▶ [EXERCISE SET]
1: Quote the key lime pie cookie recipe from "KEY LIME PIE COOKIE" up to and including "in cookie form.".
2: Print the lines of the listing from the line with "of the farm" up to and including the line with "[(275, 134), (108, 143)]".

▶ [TEXT]
KEY LIME PIE COOKIE RECIPE

Delicious graham cracker cookies, topped with a sweet and tart key lime topping, these Crumble Copycats contain all the goodness of key lime pie in cookie form.
Prep Time: 40 minutes
Cook Time: 15 minutes
Cool Time: 30 minutes
Servings: 24 1/2 cookie servings

Ingredients 

Graham Cracker Cookie

  • 1 1/2 cups butter, softened
  • 3/4 cup granulated sugar
  • 1 1/2 cups brown sugar
  • 2 eggs
  • 1 tbsp vanilla extract
  • 3 3/4 cup all purpose flour
  • 3 cups crushed graham crackers, (2 sleeves)
  • 2 tsp baking soda
  • 1 tsp baking powder
  • 1 tsp salt

Key Lime Pie Filling + Toppings

  • 2 8 oz blocks cream cheese, room temperature
  • 1 14 oz can sweetened condensed milk
  • 1/2-3/4 cup lime juice
  • 4 tbsp powdered sugar
  • 2 limes, cut into wedges
  • whipped cream or frozen whipped topping

Instructions 

  • Preheat oven to 350°.Cream together the butter, granulated sugar and brown sugar.
  • Add the egg and vanilla. Mix until light in color and creamy.
  • Add in the dry ingredients (flour, crushed graham crackers, baking soda, baking powder and salt), mix into the dough. Mix until completely combined.
  • Portion out the dough into 1/2 cup portions. Roll into a ball and arrange 6 onto each cookie sheet. Press down slightly on the cookie dough, flattening it a bit.
  • Bake for 12-15 minutes, until the cookies are turning golden brown.

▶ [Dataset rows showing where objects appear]
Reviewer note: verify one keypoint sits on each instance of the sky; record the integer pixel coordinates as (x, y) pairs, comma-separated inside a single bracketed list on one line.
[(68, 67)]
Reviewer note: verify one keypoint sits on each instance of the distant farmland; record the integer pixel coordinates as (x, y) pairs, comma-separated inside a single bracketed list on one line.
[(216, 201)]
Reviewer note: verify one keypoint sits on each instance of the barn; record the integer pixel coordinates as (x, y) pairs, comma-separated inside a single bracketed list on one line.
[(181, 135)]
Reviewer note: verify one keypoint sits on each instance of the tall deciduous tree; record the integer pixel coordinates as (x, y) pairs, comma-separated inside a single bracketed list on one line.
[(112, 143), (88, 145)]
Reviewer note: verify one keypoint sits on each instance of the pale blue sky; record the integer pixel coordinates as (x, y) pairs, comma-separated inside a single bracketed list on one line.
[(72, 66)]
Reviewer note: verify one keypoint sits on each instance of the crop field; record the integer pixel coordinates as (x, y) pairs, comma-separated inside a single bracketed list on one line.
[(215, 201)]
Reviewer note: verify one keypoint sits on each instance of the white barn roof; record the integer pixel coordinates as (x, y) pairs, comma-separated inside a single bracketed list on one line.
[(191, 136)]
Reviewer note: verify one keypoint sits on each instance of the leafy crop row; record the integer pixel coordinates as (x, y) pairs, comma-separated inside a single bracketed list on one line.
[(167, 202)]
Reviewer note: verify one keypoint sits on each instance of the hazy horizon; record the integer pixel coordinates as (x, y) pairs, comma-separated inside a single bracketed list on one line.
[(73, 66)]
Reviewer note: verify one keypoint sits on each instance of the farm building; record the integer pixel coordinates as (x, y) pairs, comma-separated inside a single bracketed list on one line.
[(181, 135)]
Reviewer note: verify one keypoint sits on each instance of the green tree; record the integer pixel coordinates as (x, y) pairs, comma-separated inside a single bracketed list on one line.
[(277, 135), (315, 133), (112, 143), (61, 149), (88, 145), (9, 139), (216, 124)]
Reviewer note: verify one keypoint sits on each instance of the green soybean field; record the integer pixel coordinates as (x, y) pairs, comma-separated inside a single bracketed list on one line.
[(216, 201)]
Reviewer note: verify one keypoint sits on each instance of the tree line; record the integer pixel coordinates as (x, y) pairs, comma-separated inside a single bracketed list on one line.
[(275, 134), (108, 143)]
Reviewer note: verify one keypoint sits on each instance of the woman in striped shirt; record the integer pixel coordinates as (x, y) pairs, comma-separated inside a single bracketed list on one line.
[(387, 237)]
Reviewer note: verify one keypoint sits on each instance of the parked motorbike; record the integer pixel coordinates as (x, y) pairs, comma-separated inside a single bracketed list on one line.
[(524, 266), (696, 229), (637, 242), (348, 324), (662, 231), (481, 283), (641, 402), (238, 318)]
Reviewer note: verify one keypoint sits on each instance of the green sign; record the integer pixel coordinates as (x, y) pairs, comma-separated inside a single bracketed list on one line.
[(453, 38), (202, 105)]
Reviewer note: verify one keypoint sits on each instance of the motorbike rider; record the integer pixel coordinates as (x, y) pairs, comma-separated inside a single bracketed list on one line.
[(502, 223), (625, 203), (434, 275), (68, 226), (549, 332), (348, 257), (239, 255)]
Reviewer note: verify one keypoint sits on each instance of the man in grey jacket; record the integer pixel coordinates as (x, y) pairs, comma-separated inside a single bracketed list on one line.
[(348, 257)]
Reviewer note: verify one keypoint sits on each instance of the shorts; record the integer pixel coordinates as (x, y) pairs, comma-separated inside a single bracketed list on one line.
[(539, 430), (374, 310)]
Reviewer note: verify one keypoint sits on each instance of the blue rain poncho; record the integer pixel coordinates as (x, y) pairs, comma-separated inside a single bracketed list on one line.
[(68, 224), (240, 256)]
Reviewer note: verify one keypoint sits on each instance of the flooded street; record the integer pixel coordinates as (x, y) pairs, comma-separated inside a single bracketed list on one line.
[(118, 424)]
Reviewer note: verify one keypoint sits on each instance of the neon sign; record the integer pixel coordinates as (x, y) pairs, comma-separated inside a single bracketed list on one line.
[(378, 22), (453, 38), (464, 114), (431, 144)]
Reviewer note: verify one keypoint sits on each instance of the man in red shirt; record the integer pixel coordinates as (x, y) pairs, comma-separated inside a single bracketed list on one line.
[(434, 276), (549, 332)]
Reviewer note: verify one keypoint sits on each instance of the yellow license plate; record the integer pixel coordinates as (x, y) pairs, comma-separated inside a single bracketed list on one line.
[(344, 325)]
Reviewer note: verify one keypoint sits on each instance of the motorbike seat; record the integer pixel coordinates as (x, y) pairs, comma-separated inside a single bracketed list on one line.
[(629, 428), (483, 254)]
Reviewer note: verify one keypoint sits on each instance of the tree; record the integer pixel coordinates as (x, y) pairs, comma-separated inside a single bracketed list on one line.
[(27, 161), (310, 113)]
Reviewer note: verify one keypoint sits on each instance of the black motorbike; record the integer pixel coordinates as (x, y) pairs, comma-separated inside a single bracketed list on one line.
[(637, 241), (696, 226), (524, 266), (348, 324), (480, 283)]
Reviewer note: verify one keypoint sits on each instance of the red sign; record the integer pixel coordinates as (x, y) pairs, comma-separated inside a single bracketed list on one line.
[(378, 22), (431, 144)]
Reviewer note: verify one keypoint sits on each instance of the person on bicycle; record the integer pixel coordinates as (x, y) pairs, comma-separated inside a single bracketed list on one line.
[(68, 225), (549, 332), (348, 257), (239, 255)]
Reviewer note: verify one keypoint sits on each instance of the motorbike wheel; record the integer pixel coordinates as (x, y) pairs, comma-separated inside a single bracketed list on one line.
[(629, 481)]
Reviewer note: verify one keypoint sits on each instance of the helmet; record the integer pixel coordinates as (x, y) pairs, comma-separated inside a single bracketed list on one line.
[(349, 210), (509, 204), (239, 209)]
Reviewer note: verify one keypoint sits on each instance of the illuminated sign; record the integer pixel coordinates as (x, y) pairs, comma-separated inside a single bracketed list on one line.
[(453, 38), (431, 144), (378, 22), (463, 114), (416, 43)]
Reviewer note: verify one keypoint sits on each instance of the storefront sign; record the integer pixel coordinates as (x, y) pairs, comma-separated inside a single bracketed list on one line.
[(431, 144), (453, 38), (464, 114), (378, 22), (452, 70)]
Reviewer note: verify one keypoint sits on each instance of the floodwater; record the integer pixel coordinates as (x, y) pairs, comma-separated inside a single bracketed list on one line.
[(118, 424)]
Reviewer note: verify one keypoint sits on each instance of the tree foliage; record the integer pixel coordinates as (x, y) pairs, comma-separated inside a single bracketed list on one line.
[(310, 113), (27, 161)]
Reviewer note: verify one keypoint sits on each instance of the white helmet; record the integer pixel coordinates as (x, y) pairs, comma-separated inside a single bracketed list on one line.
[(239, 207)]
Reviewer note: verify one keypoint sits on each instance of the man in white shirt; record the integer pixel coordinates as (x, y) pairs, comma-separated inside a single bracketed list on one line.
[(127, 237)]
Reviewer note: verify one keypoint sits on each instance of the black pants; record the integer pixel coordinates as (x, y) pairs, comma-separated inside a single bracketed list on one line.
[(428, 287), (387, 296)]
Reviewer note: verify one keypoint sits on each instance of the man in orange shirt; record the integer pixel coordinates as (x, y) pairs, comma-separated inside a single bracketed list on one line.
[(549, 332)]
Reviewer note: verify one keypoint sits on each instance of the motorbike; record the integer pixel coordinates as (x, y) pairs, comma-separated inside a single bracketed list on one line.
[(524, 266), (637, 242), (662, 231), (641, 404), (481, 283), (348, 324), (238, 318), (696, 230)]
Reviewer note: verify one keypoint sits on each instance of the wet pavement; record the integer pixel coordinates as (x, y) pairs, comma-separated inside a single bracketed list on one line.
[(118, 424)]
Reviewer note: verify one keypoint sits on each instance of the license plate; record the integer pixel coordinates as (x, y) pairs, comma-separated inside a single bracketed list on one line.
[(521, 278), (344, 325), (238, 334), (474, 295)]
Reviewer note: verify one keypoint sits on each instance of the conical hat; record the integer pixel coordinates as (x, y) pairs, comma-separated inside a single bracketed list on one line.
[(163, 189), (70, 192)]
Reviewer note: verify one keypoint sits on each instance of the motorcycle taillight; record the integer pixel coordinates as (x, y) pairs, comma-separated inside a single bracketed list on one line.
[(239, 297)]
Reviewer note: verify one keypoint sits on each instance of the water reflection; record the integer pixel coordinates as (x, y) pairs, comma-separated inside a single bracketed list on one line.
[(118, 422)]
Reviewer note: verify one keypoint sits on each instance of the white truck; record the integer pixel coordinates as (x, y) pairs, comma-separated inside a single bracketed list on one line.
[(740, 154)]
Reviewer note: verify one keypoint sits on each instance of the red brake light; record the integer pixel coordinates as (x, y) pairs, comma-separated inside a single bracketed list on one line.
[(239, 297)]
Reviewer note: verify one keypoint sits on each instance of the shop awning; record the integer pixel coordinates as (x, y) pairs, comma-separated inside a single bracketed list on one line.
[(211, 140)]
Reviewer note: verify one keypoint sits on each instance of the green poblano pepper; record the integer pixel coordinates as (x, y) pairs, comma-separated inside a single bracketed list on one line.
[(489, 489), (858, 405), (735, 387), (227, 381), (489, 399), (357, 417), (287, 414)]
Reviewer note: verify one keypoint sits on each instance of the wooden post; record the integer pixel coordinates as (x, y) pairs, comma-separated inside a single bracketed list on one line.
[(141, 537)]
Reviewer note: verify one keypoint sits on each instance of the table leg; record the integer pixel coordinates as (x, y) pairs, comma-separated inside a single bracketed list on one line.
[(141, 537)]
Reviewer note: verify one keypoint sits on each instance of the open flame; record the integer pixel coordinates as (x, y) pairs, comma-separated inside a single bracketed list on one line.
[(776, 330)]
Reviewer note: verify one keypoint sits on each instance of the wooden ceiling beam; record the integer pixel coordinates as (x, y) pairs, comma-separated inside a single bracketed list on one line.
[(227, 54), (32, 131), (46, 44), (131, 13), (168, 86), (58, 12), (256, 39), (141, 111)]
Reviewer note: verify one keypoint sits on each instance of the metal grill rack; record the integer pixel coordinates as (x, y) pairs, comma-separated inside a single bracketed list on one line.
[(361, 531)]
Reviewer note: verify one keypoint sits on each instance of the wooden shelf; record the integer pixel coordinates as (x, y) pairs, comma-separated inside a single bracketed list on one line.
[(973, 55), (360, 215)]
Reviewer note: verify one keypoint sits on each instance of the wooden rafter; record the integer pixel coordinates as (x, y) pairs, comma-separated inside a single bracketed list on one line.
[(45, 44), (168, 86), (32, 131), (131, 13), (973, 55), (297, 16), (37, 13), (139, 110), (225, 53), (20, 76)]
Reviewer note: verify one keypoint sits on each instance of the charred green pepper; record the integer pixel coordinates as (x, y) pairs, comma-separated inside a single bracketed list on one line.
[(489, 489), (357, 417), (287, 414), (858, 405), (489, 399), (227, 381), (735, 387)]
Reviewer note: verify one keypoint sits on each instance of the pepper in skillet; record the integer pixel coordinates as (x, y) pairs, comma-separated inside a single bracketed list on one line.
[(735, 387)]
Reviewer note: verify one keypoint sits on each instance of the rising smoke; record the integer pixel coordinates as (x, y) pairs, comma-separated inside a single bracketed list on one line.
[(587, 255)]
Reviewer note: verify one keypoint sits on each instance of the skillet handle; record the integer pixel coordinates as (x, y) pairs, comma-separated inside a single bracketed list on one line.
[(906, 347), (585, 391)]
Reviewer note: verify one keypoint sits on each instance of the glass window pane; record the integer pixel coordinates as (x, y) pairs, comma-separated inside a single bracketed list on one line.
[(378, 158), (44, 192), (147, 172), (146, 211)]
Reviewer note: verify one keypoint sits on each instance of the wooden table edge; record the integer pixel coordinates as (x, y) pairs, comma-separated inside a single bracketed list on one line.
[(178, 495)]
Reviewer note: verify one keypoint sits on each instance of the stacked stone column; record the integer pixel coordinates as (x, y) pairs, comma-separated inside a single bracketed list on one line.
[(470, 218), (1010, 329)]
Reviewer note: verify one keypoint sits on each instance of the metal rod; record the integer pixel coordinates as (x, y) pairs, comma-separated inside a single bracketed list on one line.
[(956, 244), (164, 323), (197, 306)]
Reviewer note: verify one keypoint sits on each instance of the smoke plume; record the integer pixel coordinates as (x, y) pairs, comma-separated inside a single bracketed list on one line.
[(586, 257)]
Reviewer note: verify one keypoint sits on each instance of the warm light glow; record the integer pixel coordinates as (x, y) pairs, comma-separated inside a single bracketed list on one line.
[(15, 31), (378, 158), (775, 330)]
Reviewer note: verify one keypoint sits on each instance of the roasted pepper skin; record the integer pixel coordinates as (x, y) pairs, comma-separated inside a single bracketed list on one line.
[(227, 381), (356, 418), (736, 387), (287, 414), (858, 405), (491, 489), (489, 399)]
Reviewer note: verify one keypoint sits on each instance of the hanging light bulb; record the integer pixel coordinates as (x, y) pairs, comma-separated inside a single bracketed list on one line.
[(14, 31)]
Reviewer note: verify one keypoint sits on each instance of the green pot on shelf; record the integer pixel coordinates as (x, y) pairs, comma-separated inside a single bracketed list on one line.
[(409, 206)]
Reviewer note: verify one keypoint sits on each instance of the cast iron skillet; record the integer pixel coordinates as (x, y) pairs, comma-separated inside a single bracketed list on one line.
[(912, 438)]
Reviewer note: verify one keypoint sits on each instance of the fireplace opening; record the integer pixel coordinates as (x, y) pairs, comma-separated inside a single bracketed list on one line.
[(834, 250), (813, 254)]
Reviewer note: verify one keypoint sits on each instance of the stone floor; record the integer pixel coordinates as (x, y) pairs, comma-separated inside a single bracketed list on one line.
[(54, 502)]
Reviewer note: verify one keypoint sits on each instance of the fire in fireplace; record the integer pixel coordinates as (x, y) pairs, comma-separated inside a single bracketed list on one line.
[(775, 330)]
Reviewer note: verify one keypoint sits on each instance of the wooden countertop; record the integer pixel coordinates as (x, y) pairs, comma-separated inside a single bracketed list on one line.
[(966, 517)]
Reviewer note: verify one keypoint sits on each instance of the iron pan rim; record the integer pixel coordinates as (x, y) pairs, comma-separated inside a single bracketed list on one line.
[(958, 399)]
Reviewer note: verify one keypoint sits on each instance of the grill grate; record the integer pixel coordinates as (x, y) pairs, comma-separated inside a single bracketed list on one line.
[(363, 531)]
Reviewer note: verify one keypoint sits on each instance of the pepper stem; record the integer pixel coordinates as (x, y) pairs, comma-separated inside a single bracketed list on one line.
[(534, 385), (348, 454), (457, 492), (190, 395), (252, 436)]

▶ [WRITTEN RESPONSES]
1:
KEY LIME PIE COOKIE RECIPE

Delicious graham cracker cookies, topped with a sweet and tart key lime topping, these Crumble Copycats contain all the goodness of key lime pie in cookie form.

2:
Reviewer note: verify one keypoint sits on each instance of the farm building; record the integer pixel coordinates as (x, y) pairs, comma-separated inside a single bracketed list on one line.
[(181, 135)]
Reviewer note: verify one keypoint sits on each instance of the green tree; record the integer pixel coordinates as (x, y) pairs, comma-separated inside a single bracketed list on one line.
[(277, 135), (315, 133), (112, 143), (61, 149), (88, 145), (9, 139), (216, 124)]
Reviewer note: verify one keypoint sits on each instance of the green soybean field; record the integer pixel coordinates as (x, y) pairs, comma-separated inside a single bracketed list on one line.
[(216, 201)]
Reviewer note: verify one keypoint sits on each instance of the tree line; record the integer pixel coordinates as (x, y) pairs, comma-separated inside a single bracketed list on one line.
[(275, 134), (108, 143)]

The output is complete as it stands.